### [Work order 1]
Using the post on shoulder pain after retirement, decide whether each statement below agrees with it. Answer yes or no for (a), (b), and (c), and quote the deciding words. (a) The rotator cuff deterioration described happens in men around 65 years of age. (b) The degenerative process starts only when the pain appears. (c) In the patient testimonial, the patient opted for surgery first.
### [Work order 2]
Retype the post on shoulder pain after retirement, everything from the words "The shoulders carried" down to the words "be about exercises.".

### [Provided passage]
- Opening Delimiter -
Shoulder pain right after retirement!
- Roberta Cardoso Eardley

- Feb 20
- 3 min read

The experience of shoulder pain right after retirement is a common pattern, we physios, seem to notice in our practice. This coincidence has a root.
It i not always frozen shoulder, but a common rotator cuff deterioration that happens in men around 65 years of age. It doesn’t mean everyone will get it, but statistics seem to hit the nail on the head. But what I see is beyond statistics.
The pattern is Men coming into my clinic, right after retirement now finishing the house jobs that have been put on hold, the garage spring clean, the loft, and getting rid of old boxes. This is what they think triggered their pain.
But what I understand is that they have carried the world on their shoulders, family responsibility, the duty to provide, the pressure of raising responsible adults, and ensuring their partner feels fulfilled, all at the expense of self-sacrifice.
It is very common for these statistics to show up alongside these stories.
The tissues have held suppressed worries, stress, and the load of life for decades. Now that the body is slowing down, the shoulders have done a great job supporting this lifestyle, and now they are asking for attention.
Believe it or not, what statistics have not studied yet is that this degenerative process has been there for at least one or two decades before the pain appears.
And that is because the tissue works with the subconscious, the part that suppresses stress. So the tissue mimics suppression.
When stress drastically changes from working life to retirement, the tissue changes as well. It lets go a bit. It softens a bit. And when the tension changes, the structure changes.
The pain isn’t the beginning.
It’s the reveal.
So when a man walks into clinic at 65 with shoulder pain, what we are often seeing is not sudden damage. We are seeing transition.
Now retirement shifts the internal landscape. The external load reduces.
But the internal pattern does not immediately know how to reorganise.
The tissues that were living in long-term adaptive tension begin to change their tone, the blood flow alters, movement patterns shift and the nervous system recalibrates. And during recalibration, symptoms surface.
Not because the body is failing.
But because it is asking for an update.
An update to build shoulder capacity that was postponed, to redistribute load through the thorax, scapula, and spine and finally include the man in the equation, not just his responsibilities.
The shoulders carried the world.
Now they are asking to carry him.
Patient Testimonial
When I was told I had degenerative changes in both shoulders, surgery was presented as the likely next step.
I paused.
Something in me didn’t want to rush into that decision. I had lived most of my life pushing through things, work, responsibility, pressure, so this time I chose differently. I chose to try the conservative route first.
What I didn’t expect was that this wouldn’t just be about exercises.
At the beginning, I thought my shoulders were simply worn out. Years of physical work, years of tension. That was the story I told myself.
But through the sessions, I began to understand something deeper.
- Closing Delimiter -
### [Source material]
- Opening Delimiter -
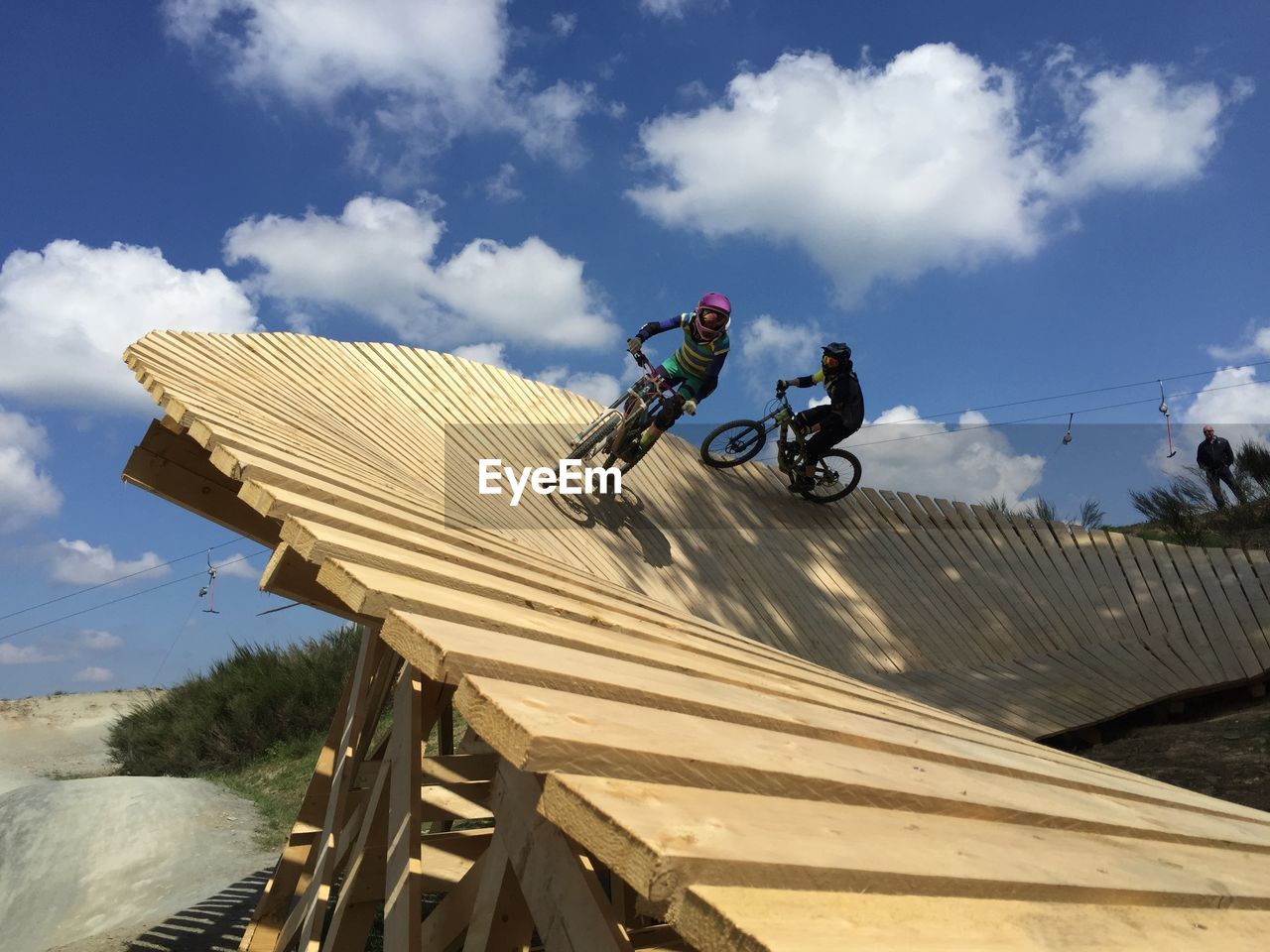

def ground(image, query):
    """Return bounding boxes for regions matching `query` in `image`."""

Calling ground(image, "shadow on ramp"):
[128,869,273,952]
- Closing Delimiter -
### [Answer box 1]
(a) Yes: "a common rotator cuff deterioration that happens in men around 65 years of age"
(b) No: "this degenerative process has been there for at least one or two decades before the pain appears"
(c) No: "I chose to try the conservative route first."

### [Answer box 2]
The shoulders carried the world.
Now they are asking to carry him.
Patient Testimonial
When I was told I had degenerative changes in both shoulders, surgery was presented as the likely next step.
I paused.
Something in me didn’t want to rush into that decision. I had lived most of my life pushing through things, work, responsibility, pressure, so this time I chose differently. I chose to try the conservative route first.
What I didn’t expect was that this wouldn’t just be about exercises.